*The task*:
Put every line of the records below into a numbered list, skipping blank lines. Leave the pictures out of your answer.

— Start Excerpted records —

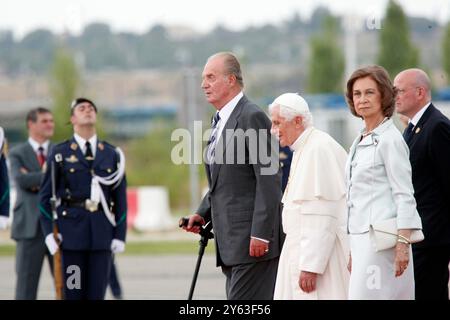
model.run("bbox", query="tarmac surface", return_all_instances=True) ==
[0,229,226,300]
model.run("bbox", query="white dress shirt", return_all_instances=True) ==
[216,91,244,141]
[28,137,50,157]
[409,102,431,127]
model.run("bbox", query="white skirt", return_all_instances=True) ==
[348,232,414,300]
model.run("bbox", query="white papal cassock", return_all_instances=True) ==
[274,127,349,300]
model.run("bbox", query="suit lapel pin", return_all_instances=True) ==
[66,154,78,163]
[70,142,78,151]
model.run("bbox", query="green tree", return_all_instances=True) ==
[50,48,81,142]
[442,22,450,82]
[308,15,345,93]
[378,0,419,77]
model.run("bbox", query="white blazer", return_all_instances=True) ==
[345,119,422,233]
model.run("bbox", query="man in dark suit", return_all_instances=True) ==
[9,107,55,300]
[186,52,281,300]
[40,98,127,300]
[394,69,450,300]
[0,127,9,230]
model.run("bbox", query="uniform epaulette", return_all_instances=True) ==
[99,141,116,150]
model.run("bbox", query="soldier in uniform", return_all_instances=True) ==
[40,98,127,300]
[0,127,9,230]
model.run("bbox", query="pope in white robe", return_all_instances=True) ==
[269,93,350,300]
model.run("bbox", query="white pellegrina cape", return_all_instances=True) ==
[274,127,350,300]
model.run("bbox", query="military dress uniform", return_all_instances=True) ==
[40,137,127,300]
[0,127,9,217]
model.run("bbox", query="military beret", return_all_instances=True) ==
[70,98,97,112]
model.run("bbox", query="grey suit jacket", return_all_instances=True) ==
[9,142,52,240]
[197,96,282,266]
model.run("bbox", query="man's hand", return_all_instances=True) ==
[298,271,317,293]
[45,233,62,255]
[394,242,409,277]
[249,238,269,258]
[183,213,205,233]
[111,239,125,253]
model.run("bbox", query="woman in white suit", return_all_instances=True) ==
[346,66,422,300]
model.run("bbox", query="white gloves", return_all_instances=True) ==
[111,239,125,253]
[45,233,62,255]
[0,216,9,230]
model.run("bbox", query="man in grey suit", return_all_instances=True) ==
[9,107,54,300]
[185,52,282,300]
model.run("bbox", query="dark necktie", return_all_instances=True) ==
[403,122,414,143]
[207,112,220,164]
[37,146,45,168]
[84,141,94,166]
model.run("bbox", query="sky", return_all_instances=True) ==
[0,0,450,38]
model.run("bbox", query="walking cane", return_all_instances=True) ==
[179,218,214,300]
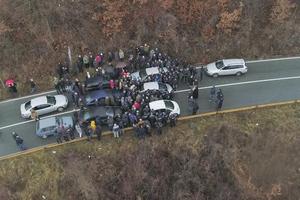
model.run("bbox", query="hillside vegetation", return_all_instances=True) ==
[0,0,300,97]
[0,104,300,200]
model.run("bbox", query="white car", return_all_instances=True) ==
[141,81,174,98]
[149,100,180,115]
[206,59,248,77]
[130,67,168,82]
[20,95,68,118]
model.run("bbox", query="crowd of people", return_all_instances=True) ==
[5,44,224,147]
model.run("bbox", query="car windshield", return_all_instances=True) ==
[25,101,31,110]
[140,69,147,78]
[164,101,174,110]
[47,96,56,105]
[216,60,224,69]
[158,83,168,91]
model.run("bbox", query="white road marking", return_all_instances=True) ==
[0,90,56,104]
[193,56,300,69]
[0,76,300,130]
[174,76,300,93]
[246,56,300,63]
[0,109,79,130]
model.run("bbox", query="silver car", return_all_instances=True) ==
[149,100,180,115]
[141,81,174,99]
[20,95,68,119]
[206,59,248,77]
[35,116,74,138]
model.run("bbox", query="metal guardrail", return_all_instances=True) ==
[0,100,300,161]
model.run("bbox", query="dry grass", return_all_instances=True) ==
[0,104,300,199]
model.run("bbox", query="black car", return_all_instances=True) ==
[84,90,121,106]
[84,76,109,91]
[78,106,122,125]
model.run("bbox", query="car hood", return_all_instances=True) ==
[206,63,219,74]
[166,83,173,93]
[20,103,31,118]
[130,72,141,80]
[171,101,180,115]
[55,95,68,107]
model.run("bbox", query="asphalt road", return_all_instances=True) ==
[0,58,300,156]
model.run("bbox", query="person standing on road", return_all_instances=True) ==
[83,55,90,69]
[95,124,102,141]
[217,89,224,111]
[200,66,204,81]
[209,85,216,102]
[30,78,36,94]
[192,85,199,99]
[169,113,178,127]
[30,109,40,121]
[112,123,120,138]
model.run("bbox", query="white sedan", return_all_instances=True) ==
[20,95,68,118]
[206,59,248,77]
[130,67,168,82]
[149,100,180,115]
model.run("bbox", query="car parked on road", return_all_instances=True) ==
[141,82,174,99]
[20,95,68,119]
[206,59,248,78]
[130,67,168,82]
[78,106,122,125]
[84,76,109,91]
[149,100,180,116]
[35,116,74,138]
[84,90,121,106]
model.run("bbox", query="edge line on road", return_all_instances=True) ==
[245,56,300,63]
[0,56,300,104]
[0,90,56,104]
[174,76,300,94]
[0,99,300,161]
[0,76,300,130]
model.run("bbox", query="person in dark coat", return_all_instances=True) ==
[95,124,102,141]
[169,113,178,127]
[200,66,204,81]
[192,85,199,99]
[217,98,224,111]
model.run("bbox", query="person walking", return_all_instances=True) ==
[209,85,216,102]
[95,124,102,141]
[169,113,178,127]
[192,101,199,115]
[30,78,36,94]
[83,55,90,69]
[112,123,120,138]
[200,66,204,81]
[192,85,199,99]
[30,109,40,121]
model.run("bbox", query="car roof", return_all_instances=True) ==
[38,116,73,129]
[82,106,121,120]
[149,100,166,110]
[146,67,159,75]
[86,90,109,99]
[38,117,56,129]
[30,96,47,107]
[143,81,159,90]
[85,76,104,85]
[223,59,245,66]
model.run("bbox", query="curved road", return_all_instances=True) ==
[0,57,300,156]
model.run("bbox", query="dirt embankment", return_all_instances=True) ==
[0,0,300,96]
[0,104,300,200]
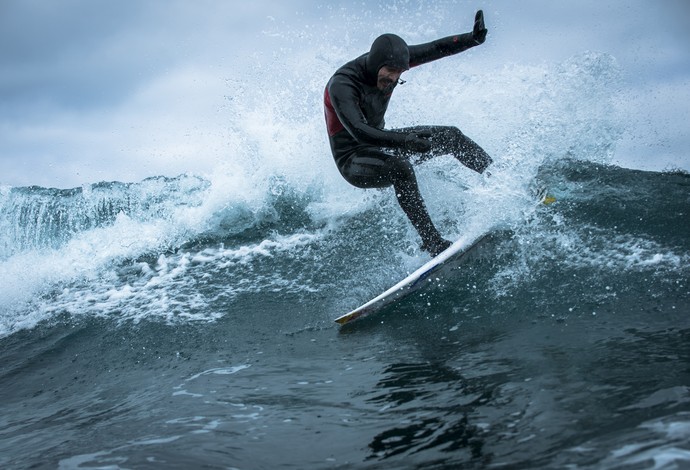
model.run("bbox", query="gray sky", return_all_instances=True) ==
[0,0,690,187]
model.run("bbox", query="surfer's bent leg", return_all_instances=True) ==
[340,147,450,256]
[400,126,493,173]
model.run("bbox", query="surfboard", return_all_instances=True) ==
[335,187,556,325]
[335,230,494,325]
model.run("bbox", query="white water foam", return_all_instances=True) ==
[0,31,624,335]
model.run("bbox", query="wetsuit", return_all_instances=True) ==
[324,20,492,255]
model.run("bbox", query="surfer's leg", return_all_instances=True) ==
[341,149,451,256]
[392,126,493,173]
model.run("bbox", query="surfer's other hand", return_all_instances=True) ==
[405,132,431,153]
[472,10,488,44]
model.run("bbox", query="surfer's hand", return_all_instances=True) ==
[405,132,431,153]
[472,10,488,45]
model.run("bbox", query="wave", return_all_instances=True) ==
[0,49,672,334]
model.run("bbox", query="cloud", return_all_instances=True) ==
[0,0,690,187]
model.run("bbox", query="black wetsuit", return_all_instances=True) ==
[324,33,492,253]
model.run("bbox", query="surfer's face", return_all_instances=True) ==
[376,65,403,92]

— End Excerpted records —

*Solved problem*:
1. model.run("bbox", query="tarmac surface", return_all_instances=True) ==
2. [0,229,226,300]
3. model.run("bbox", query="white dress shirt", return_all_instances=True) ==
4. [216,91,244,141]
5. [28,137,50,157]
6. [409,102,431,127]
7. model.run("bbox", query="white skirt", return_all_instances=True) ==
8. [348,232,414,300]
9. model.run("bbox", query="white papal cassock", return_all_instances=True) ==
10. [274,127,349,300]
11. model.run("bbox", query="suit lapel pin", return_all_instances=True) ==
12. [66,154,78,163]
13. [70,142,78,151]
14. model.run("bbox", query="green tree", return_all_instances=True) ==
15. [50,48,81,142]
16. [442,22,450,82]
17. [308,15,345,93]
18. [378,0,419,77]
19. model.run("bbox", query="white blazer", return_all_instances=True) ==
20. [345,119,422,233]
21. model.run("bbox", query="man in dark suit", return_all_instances=True) ==
22. [9,107,55,300]
23. [186,52,281,300]
24. [40,98,127,300]
25. [394,69,450,300]
26. [0,127,9,230]
27. model.run("bbox", query="uniform epaulette", return_all_instances=True) ==
28. [99,141,116,150]
29. model.run("bbox", query="soldier in uniform", return_all_instances=True) ==
30. [40,98,127,300]
31. [0,127,9,230]
32. model.run("bbox", query="pope in white robe", return_all_instances=True) ==
33. [269,93,350,300]
34. model.run("bbox", query="white pellegrina cape", return_all_instances=True) ==
35. [274,127,350,300]
36. model.run("bbox", query="military dress uniform", return_all_instances=True) ==
37. [40,137,127,300]
38. [0,127,9,217]
39. model.run("bbox", query="military beret", return_all_instances=True) ==
40. [70,98,97,112]
41. model.run("bbox", query="grey suit jacket", return_all_instances=True) ==
42. [9,142,52,240]
43. [197,96,282,266]
44. model.run("bbox", query="man's hand", return_all_instances=True) ==
45. [298,271,317,293]
46. [45,233,62,255]
47. [394,242,409,277]
48. [249,238,269,258]
49. [183,213,205,233]
50. [111,239,125,253]
51. model.run("bbox", query="woman in white suit", return_all_instances=True) ==
52. [346,66,422,300]
53. model.run("bbox", query="white gloves", return_all_instances=True) ==
54. [111,239,125,253]
55. [45,233,62,255]
56. [0,216,9,230]
57. model.run("bbox", query="man in grey suit", return_all_instances=True) ==
58. [9,107,54,300]
59. [185,52,282,300]
60. model.run("bbox", query="dark necktie", return_all_instances=True) ==
61. [403,122,414,143]
62. [207,112,220,164]
63. [37,146,45,168]
64. [84,141,94,166]
65. model.run("bbox", query="sky", return_all_instances=True) ==
66. [0,0,450,38]
67. model.run("bbox", query="walking cane", return_all_instances=True) ==
68. [179,218,214,300]
69. model.run("bbox", query="hillside vegetation", return_all_instances=True) ==
70. [0,0,300,97]
71. [0,104,300,200]
72. model.run("bbox", query="white car", return_all_instances=True) ==
73. [141,81,174,98]
74. [149,100,180,115]
75. [206,59,248,77]
76. [130,67,168,82]
77. [20,95,68,118]
78. model.run("bbox", query="crowd of people", return_all_instances=True) ==
79. [5,44,224,147]
80. model.run("bbox", query="car windshield", return_all_instances=True) ==
81. [25,101,31,110]
82. [140,69,147,78]
83. [164,101,174,110]
84. [47,96,56,105]
85. [216,60,224,69]
86. [158,83,168,91]
87. model.run("bbox", query="white road marking", return_all_instances=True) ==
88. [0,90,56,104]
89. [193,56,300,69]
90. [0,76,300,130]
91. [174,76,300,93]
92. [246,56,300,63]
93. [0,109,79,130]
94. model.run("bbox", query="silver car", return_all_instances=True) ==
95. [149,100,180,115]
96. [141,81,174,99]
97. [20,95,68,119]
98. [206,59,248,77]
99. [35,116,74,138]
100. model.run("bbox", query="metal guardrail", return_all_instances=True) ==
101. [0,100,300,161]
102. model.run("bbox", query="dry grass", return_all_instances=True) ==
103. [0,104,300,199]
104. model.run("bbox", query="black car", return_all_instances=True) ==
105. [84,90,121,106]
106. [84,76,109,91]
107. [78,106,122,125]
108. model.run("bbox", query="car hood", return_all_instances=True) ==
109. [206,63,219,74]
110. [166,83,173,93]
111. [20,103,31,118]
112. [130,72,141,80]
113. [171,101,180,115]
114. [55,95,68,107]
115. model.run("bbox", query="asphalt road", return_all_instances=True) ==
116. [0,58,300,156]
117. model.run("bbox", query="person standing on road", return_all_instances=True) ==
118. [83,55,90,69]
119. [95,124,102,141]
120. [217,89,224,111]
121. [200,66,204,81]
122. [209,85,216,102]
123. [30,78,36,94]
124. [192,85,199,99]
125. [169,113,178,127]
126. [30,109,40,121]
127. [112,123,120,138]
128. model.run("bbox", query="white sedan", return_all_instances=True) ==
129. [20,95,68,118]
130. [206,59,248,77]
131. [130,67,168,82]
132. [149,100,180,115]
133. model.run("bbox", query="car parked on road", return_all_instances=True) ==
134. [141,82,174,99]
135. [20,95,68,119]
136. [206,59,248,78]
137. [130,67,168,82]
138. [78,106,122,125]
139. [84,76,109,91]
140. [149,100,180,116]
141. [35,116,74,138]
142. [84,90,121,106]
143. model.run("bbox", query="edge line on road", return_all_instances=True) ==
144. [245,56,300,63]
145. [0,56,300,104]
146. [0,90,56,104]
147. [174,76,300,94]
148. [0,99,300,161]
149. [0,76,300,130]
150. model.run("bbox", query="person in dark coat", return_all_instances=True) ==
151. [95,124,102,141]
152. [169,113,178,127]
153. [200,66,204,81]
154. [192,85,199,99]
155. [217,98,224,111]
156. model.run("bbox", query="person walking", return_all_instances=True) ==
157. [209,85,216,102]
158. [95,124,102,141]
159. [169,113,178,127]
160. [192,101,199,115]
161. [30,78,36,94]
162. [83,55,90,69]
163. [112,123,120,138]
164. [200,66,204,81]
165. [192,85,199,99]
166. [30,109,40,121]
167. model.run("bbox", query="car roof", return_all_instances=True) ==
168. [38,116,73,129]
169. [82,106,121,120]
170. [149,100,166,110]
171. [146,67,159,75]
172. [86,90,109,99]
173. [38,117,56,129]
174. [30,96,47,107]
175. [143,81,159,90]
176. [85,76,104,85]
177. [223,59,245,66]
178. model.run("bbox", query="curved road", return_all_instances=True) ==
179. [0,57,300,156]
180. model.run("bbox", query="dirt embankment", return_all_instances=True) ==
181. [0,0,300,96]
182. [0,104,300,200]
183. model.run("bbox", query="gray sky", return_all_instances=True) ==
184. [0,0,690,187]
185. model.run("bbox", query="surfer's bent leg", return_all_instances=True) ==
186. [340,147,450,256]
187. [400,126,493,173]
188. model.run("bbox", query="surfboard", return_all_instances=True) ==
189. [335,187,556,325]
190. [335,230,494,325]
191. model.run("bbox", query="white water foam", return_all_instances=True) ==
192. [0,31,624,335]
193. model.run("bbox", query="wetsuit", return_all_instances=True) ==
194. [324,20,492,255]
195. model.run("bbox", query="surfer's leg", return_all_instances=True) ==
196. [341,149,451,256]
197. [392,126,493,173]
198. model.run("bbox", query="surfer's other hand", return_all_instances=True) ==
199. [405,132,431,153]
200. [472,10,488,44]
201. model.run("bbox", query="surfer's hand", return_all_instances=True) ==
202. [405,132,431,153]
203. [472,10,488,45]
204. model.run("bbox", query="wave", return_all_instances=True) ==
205. [0,49,672,334]
206. model.run("bbox", query="cloud", return_all_instances=True) ==
207. [0,0,690,187]
208. model.run("bbox", query="black wetsuit", return_all_instances=True) ==
209. [324,33,492,253]
210. model.run("bbox", query="surfer's face", return_all_instances=True) ==
211. [376,65,403,92]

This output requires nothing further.